┌─ Task material

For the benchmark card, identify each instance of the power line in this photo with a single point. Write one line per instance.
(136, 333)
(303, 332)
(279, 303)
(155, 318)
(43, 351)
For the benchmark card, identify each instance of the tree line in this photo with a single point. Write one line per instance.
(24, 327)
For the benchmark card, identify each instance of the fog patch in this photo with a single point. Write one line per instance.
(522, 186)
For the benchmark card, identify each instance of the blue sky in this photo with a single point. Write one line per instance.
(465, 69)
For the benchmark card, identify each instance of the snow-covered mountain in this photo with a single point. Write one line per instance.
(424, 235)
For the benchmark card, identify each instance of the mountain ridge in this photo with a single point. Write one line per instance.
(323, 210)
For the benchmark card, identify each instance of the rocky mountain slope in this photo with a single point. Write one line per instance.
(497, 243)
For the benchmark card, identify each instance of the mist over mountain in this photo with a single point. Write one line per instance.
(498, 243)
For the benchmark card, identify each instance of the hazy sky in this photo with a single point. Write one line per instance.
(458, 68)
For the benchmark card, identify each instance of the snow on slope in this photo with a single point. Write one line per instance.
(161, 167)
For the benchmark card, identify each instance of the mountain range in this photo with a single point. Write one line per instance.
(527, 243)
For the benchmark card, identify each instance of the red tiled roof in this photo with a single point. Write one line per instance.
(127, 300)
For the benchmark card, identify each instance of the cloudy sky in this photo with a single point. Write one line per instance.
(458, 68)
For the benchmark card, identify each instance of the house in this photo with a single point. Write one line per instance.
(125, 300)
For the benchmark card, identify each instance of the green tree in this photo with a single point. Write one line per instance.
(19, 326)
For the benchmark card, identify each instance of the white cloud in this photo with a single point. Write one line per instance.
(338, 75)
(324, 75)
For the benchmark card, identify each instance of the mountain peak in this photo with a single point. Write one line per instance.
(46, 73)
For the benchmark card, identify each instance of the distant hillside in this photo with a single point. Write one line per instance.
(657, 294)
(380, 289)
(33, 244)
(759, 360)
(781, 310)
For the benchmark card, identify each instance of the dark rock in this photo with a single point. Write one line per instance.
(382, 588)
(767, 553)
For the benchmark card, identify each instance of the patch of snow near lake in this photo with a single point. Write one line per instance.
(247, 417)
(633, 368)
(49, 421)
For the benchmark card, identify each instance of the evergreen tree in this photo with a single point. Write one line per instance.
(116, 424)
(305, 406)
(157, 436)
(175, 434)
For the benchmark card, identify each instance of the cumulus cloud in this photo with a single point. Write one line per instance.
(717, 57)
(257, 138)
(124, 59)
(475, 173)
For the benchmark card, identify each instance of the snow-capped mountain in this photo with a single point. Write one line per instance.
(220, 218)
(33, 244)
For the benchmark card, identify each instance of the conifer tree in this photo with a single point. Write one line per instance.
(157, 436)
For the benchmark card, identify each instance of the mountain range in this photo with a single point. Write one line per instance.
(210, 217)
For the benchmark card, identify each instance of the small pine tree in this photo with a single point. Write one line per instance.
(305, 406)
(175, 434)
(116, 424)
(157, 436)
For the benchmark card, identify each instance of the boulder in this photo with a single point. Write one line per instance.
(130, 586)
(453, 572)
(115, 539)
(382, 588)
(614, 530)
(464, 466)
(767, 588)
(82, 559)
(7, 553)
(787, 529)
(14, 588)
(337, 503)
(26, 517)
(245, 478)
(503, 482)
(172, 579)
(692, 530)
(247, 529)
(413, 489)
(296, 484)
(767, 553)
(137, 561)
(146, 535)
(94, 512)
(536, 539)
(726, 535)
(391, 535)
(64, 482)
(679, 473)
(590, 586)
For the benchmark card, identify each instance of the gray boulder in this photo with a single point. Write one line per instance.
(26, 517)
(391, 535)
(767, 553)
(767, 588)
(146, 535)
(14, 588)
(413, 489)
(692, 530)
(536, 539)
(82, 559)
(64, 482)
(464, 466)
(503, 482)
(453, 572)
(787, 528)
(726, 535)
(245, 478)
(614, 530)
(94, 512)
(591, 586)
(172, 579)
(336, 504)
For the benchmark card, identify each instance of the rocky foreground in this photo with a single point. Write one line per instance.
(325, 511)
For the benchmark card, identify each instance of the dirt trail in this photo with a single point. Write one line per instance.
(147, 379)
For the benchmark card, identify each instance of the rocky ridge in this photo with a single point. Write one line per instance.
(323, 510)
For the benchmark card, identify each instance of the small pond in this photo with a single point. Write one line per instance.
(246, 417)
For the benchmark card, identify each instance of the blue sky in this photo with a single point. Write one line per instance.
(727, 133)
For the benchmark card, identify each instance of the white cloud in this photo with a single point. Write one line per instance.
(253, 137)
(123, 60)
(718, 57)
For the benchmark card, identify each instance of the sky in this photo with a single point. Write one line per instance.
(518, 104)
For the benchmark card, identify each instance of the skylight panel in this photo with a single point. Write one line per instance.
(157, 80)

└─

Exercise goal: Return the full listing, character for character.

Answer to the problem:
For the benchmark card, identify each instance of the power line in this photo with a single point. Write one line per instance.
(136, 333)
(303, 332)
(279, 303)
(155, 318)
(43, 351)
For the benchmark card, identify each instance of the tree line in this photo with a single point. Write one line per instance.
(24, 327)
For the benchmark card, identify each instance of the fog patch in this photo with a single point. Write one line per instance.
(522, 186)
For the benchmark card, identify each instance of the blue sky in this photo with a single point. Write one line per instance.
(465, 69)
For the benchmark card, identify each instance of the snow-covered mountain in this photo with a single point. Write one line per instance.
(424, 235)
For the benchmark card, identify each instance of the mountain ridge in this photo with a single point. Write one line per instance.
(323, 210)
For the benchmark card, identify each instance of the rocky mountain slope in this photo with a single point. Write one line per instance.
(497, 243)
For the benchmark card, identify each instance of the mist over mountain in this photo with a single point. Write one line per instance.
(498, 243)
For the benchmark card, identify each instance of the hazy sky in this photo with a single point. Write one line per instance.
(458, 68)
For the benchmark card, identify each instance of the snow on slope in this photo with a single point. Write one line per instance.
(161, 167)
For the benchmark card, identify each instance of the mountain range in this photo with a single point. Write one line per instance.
(527, 243)
For the benchmark card, identify each instance of the red tiled roof in this photo with a single point. Write one line per instance.
(127, 300)
For the benchmark card, identify each instance of the cloudy sky in this photo with a single point. Write one line per instance.
(458, 68)
For the benchmark card, identify each instance of the house in this photo with a single point. Write one line per instance.
(125, 300)
For the benchmark card, identify each instance of the green tree in this photo with a single point. Write one line per instance.
(19, 326)
For the benchmark card, identify each instance of the white cloud in this photo with a single point. Write one line per instance.
(338, 75)
(324, 75)
For the benchmark card, identify each instance of the mountain peak in this photo with a single point. Write one line per instance.
(46, 73)
For the benchmark card, identify each instance of the distant hillside in this photo with a single point. Write one line per instance.
(657, 294)
(380, 289)
(33, 244)
(759, 360)
(781, 310)
For the benchmark card, identify each instance of the dark rock in this photo with a single point. Write one line per instance.
(382, 588)
(767, 553)
For the benchmark card, identify each instance of the patch of snow near lake in this photo with a single point. Write one line per instance.
(247, 417)
(633, 368)
(49, 421)
For the benchmark card, identify each instance of the evergreen tree in this photo with a single point. Write one line per instance.
(116, 424)
(305, 406)
(157, 436)
(175, 434)
For the benchmark card, identify each instance of the cumulus cloud in this photo with a single point. Write one line per instance.
(717, 57)
(257, 138)
(124, 59)
(475, 173)
For the benchmark card, identify each instance of the snow-capped mountain in this photo with a single point. Write one line per instance.
(220, 218)
(33, 244)
For the benchmark card, identify each instance of the conifer tree in this photo with a single point. Write one line per instance.
(157, 436)
For the benchmark card, identify each instance of the mountain range in this photo with a single point. Write one line per instance.
(210, 217)
For the benchmark card, identify each instance of the small pine tree in this photo with a single point. Write one line per instance.
(305, 406)
(175, 434)
(116, 424)
(157, 436)
For the benchmark card, identify each instance of the boulder in this photo with a single point. Write one line per instance.
(130, 586)
(453, 572)
(115, 539)
(382, 588)
(614, 530)
(464, 466)
(767, 588)
(82, 559)
(7, 553)
(787, 529)
(14, 588)
(337, 503)
(26, 517)
(245, 478)
(503, 482)
(172, 579)
(692, 530)
(247, 529)
(413, 489)
(296, 484)
(767, 553)
(137, 561)
(146, 535)
(94, 512)
(536, 539)
(726, 535)
(391, 535)
(64, 482)
(679, 473)
(590, 586)
For the benchmark card, identify each instance of the gray boulder in this photo with a single point. Write one line per instance.
(26, 517)
(391, 535)
(767, 553)
(767, 588)
(146, 535)
(14, 588)
(413, 489)
(692, 530)
(536, 539)
(82, 559)
(64, 482)
(464, 466)
(503, 482)
(453, 572)
(787, 528)
(726, 535)
(245, 478)
(614, 530)
(94, 512)
(591, 586)
(172, 579)
(336, 504)
For the benchmark card, identify each instance of the rocky foreground in this photo with a single point. Write one line per instance.
(325, 511)
For the benchmark card, identify each instance of the dirt trail in this photo with a single point. Write one line per instance.
(147, 379)
For the benchmark card, identify each instance of the rocky ridge in this photo with a single point. Write one line per instance.
(323, 510)
For the benchmark card, identify each instance of the small pond in this photo with a single point. Write one line per instance.
(246, 417)
For the benchmark card, identify each instance of the blue sky in this photo with a single point. Write one line per instance.
(727, 133)
For the benchmark card, identify each instance of the white cloud in this photo with a single point. Write one line per instance.
(253, 137)
(123, 60)
(718, 57)
For the benchmark card, identify each instance of the sky in this photo with a single point. Write one line per instance.
(518, 104)
For the benchmark card, identify each instance of the skylight panel in this photo with a single point. Write one line per instance.
(157, 80)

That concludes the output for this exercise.